-- Data section start --
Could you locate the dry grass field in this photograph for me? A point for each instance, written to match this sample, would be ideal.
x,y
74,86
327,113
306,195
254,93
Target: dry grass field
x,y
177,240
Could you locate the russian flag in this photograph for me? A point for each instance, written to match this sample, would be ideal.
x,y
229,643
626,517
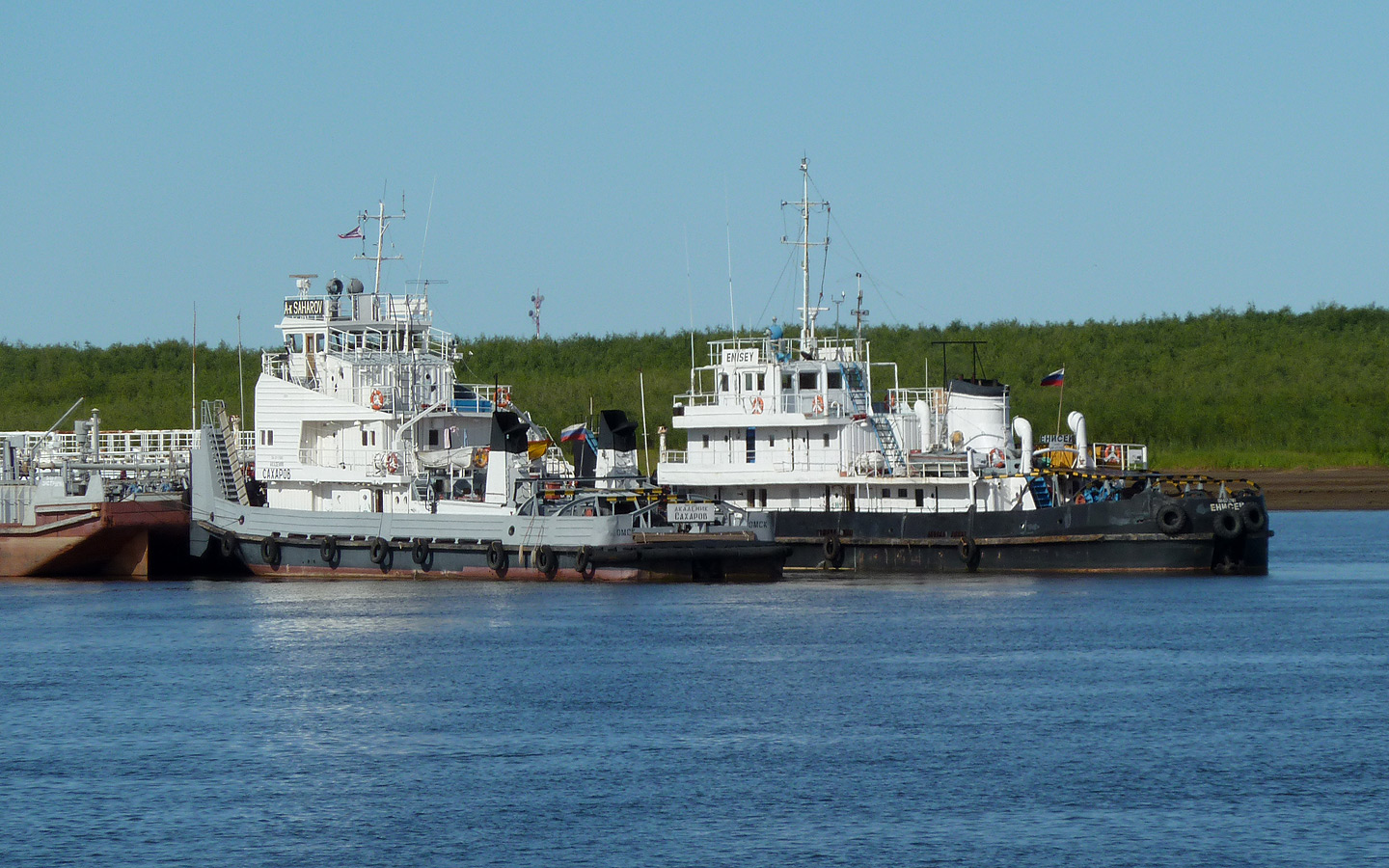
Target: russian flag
x,y
574,432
-- Data section end --
- Aim -
Can you set out every line of the records above as a numbered list, skipping blank lines and leaving out the pictures?

- Exercise response -
1. Could you locate the dry grass field in this photograph for me? A point for each instance, written to match this sample, would be ideal.
2. x,y
3. 74,86
4. 327,113
5. 306,195
6. 254,93
7. Target: dry grass field
8. x,y
9. 177,240
10. Could you locate the russian flag in this photograph for me? A point for each instance, written to match this sample, would be ideal.
11. x,y
12. 229,643
13. 626,517
14. Target: russian flag
15. x,y
16. 574,432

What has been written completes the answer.